SUPPLIED MATERIAL
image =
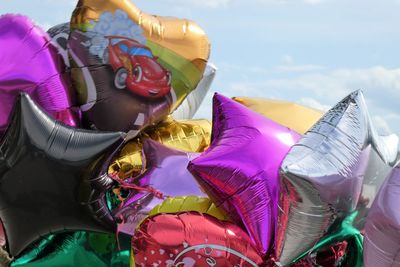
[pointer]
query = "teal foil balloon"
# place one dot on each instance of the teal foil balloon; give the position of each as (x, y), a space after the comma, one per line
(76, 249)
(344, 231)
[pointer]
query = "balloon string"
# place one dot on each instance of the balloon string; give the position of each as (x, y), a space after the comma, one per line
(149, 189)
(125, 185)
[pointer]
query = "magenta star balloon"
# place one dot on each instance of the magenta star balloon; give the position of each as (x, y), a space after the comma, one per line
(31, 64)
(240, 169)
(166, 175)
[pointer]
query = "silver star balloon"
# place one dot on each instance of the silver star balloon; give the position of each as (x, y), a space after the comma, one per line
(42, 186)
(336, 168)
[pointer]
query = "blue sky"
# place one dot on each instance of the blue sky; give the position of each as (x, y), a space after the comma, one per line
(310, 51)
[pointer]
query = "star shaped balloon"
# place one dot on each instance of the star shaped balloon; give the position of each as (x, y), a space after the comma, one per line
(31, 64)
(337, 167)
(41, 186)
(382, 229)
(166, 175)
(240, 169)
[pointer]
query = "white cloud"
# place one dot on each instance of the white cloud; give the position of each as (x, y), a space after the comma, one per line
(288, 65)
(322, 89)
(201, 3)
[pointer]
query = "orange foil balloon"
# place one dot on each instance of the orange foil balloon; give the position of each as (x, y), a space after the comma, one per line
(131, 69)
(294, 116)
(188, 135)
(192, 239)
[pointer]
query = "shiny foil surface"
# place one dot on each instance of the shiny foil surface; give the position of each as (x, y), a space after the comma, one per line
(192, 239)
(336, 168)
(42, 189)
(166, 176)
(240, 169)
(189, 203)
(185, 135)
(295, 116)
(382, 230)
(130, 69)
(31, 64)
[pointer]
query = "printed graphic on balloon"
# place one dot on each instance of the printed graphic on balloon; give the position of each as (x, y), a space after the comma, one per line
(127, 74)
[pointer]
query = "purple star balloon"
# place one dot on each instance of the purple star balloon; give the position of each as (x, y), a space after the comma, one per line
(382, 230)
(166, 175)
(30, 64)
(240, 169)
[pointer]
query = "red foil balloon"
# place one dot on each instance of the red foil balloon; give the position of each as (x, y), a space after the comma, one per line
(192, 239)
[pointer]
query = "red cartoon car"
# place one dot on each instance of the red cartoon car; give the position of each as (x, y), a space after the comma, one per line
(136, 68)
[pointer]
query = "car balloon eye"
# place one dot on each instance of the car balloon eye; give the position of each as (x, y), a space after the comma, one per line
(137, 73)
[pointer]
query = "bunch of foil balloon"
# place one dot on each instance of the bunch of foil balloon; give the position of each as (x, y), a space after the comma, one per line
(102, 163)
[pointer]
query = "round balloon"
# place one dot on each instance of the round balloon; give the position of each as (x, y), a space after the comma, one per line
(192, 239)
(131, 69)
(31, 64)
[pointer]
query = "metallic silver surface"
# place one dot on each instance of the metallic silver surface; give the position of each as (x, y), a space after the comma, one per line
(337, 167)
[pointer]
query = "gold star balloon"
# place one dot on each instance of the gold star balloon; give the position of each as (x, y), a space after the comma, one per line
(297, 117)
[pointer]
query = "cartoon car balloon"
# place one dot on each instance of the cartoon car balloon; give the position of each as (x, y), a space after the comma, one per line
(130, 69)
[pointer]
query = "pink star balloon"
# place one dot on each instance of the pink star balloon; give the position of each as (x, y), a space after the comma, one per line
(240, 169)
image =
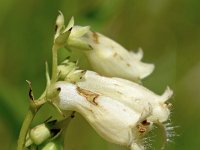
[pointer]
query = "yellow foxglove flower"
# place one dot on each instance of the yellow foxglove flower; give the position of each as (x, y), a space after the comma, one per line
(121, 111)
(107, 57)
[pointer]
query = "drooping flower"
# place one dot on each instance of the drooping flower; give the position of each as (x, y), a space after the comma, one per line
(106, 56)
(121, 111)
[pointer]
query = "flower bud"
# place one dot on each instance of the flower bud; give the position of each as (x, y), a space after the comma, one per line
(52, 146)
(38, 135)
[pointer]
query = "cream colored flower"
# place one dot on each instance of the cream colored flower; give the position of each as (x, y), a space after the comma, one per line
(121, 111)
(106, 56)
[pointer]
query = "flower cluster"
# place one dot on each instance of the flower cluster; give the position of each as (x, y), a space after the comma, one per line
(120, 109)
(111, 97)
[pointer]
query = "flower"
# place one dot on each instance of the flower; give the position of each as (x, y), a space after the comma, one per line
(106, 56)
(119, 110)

EXERCISE BRIEF
Leaving out the pictures, restate the listing above exactly.

ANSWER TO THIS PROBLEM
image =
[pointer]
query = "teal foil balloon"
# place one dot on each instance of the teal foil balloon; give the position of each as (x, y), a space after the comma, one per line
(76, 249)
(344, 231)
[pointer]
query = "balloon string"
# place one dot on each instance of the balloon string; give the position of each as (x, y), a space after the comma, one per line
(149, 189)
(125, 185)
[pointer]
query = "magenta star balloon"
# place one dot on each instance of the magenta star balloon; give the position of each as (x, y), a space after the comma, one per line
(31, 64)
(240, 169)
(166, 175)
[pointer]
query = "silver star balloon"
# place one dot on each instance of the silver star balloon; give the position of each as (x, y), a space after the comma, one per line
(42, 186)
(336, 168)
[pointer]
query = "blue sky"
# place one dot on each instance of the blue sky; give the position of each as (x, y), a space after the comma, one per line
(310, 51)
[pointer]
query = "star shaped balloon"
# place one dot on each instance of the star shaped balloon; give the position of each as (x, y), a space after the comma, one per line
(31, 64)
(337, 167)
(41, 186)
(382, 229)
(166, 175)
(240, 169)
[pointer]
query = "white cloud"
# place one dot on each instance of the white cloud; give the position of each as (x, y), a space after the comma, one per line
(288, 65)
(322, 89)
(201, 3)
[pointer]
query = "orange foil balloon"
# place one dot on each instance of the orange foil balloon; give the position of each as (x, y), a space after the comma, one per line
(131, 69)
(294, 116)
(188, 135)
(192, 239)
[pointer]
query = "shiny foil surface"
# place one dot on each instance of the shiny foil surface; give the position of each as (x, y), a space after the comma, one per line
(192, 239)
(336, 168)
(42, 189)
(166, 176)
(240, 169)
(189, 203)
(185, 135)
(295, 116)
(382, 230)
(130, 69)
(31, 64)
[pointer]
query = "printed graphic on balloon"
# place one dot on each instance of the printed graphic on balloon; give the position of each as (x, y), a space after the comma, one per line
(127, 74)
[pointer]
query = "purple star balloon"
# place one dot on each instance of the purple star balloon; give the position of each as (x, y), a space after the comma, one per line
(382, 230)
(166, 175)
(30, 64)
(240, 169)
[pointer]
query = "red foil balloon"
# place one dot on each instance of the red foil balloon; give the position of each as (x, y), a space after the comma, one per line
(192, 239)
[pointer]
query = "red cartoon car"
# place one dot on each instance of the red cartoon car; give the position of each as (x, y), a space after the comma, one per line
(136, 68)
[pointer]
query = "car balloon eye"
# place one dot on each instance of the car balloon eye; give the position of each as (x, y), a space after the comma, one per line
(137, 73)
[pointer]
query = "bunch of foil balloon"
# place one dot on each instance of the bunch of foil balloon; give the position of each as (x, y), a space after the comma, one per line
(102, 163)
[pointer]
query = "round balloon"
# place one dot on each instance of the round balloon; give the position of each as (x, y), a space after the comma, one per line
(192, 239)
(131, 69)
(31, 64)
[pointer]
query = "metallic silver surface"
# place one dot on each instance of the metallic silver surface; give the position of each as (x, y), a space after the comma, one per line
(337, 167)
[pointer]
query = "gold star balloon"
# place one dot on each instance of the gold star balloon; give the position of each as (x, y), a space after the comma, one per line
(297, 117)
[pointer]
query = "cartoon car balloon"
# place one dot on each instance of the cartoon car balloon; give the position of each as (x, y), a space after the comma, one per line
(130, 69)
[pointer]
query = "pink star balloon"
# place one dot on each instance of the pink star balloon; give the position of each as (x, y), a space after the comma, one per line
(240, 169)
image =
[pointer]
query = "yellow foxglove flower"
# place one dot on each instance of the yellow foxglove flower; give the position of each as (x, y), a space after the comma, one per line
(121, 111)
(107, 57)
[pointer]
query = "drooping flower"
# place one dot on each instance of the drooping flower; give the position of each as (x, y), a space after the comma, one per line
(106, 56)
(121, 111)
[pointer]
query = "flower bud"
# place one dot on each instance of the flower bud; give the position of each as (x, y), a space after the comma, one per line
(52, 146)
(38, 135)
[pointer]
query = "cream colored flower"
# place one dot on each instance of the cream colored flower; give the position of each as (x, y), a space after the comma, one per line
(121, 111)
(106, 56)
[pointer]
query = "flower cluster"
# place one dot on each instance of the flower cluster; give the position of each as (x, y), a space after the comma, one per line
(120, 109)
(111, 97)
[pointer]
query = "flower"
# place one dot on each instance of the flower; give the position of each as (x, y), a space after the comma, one per line
(106, 56)
(119, 110)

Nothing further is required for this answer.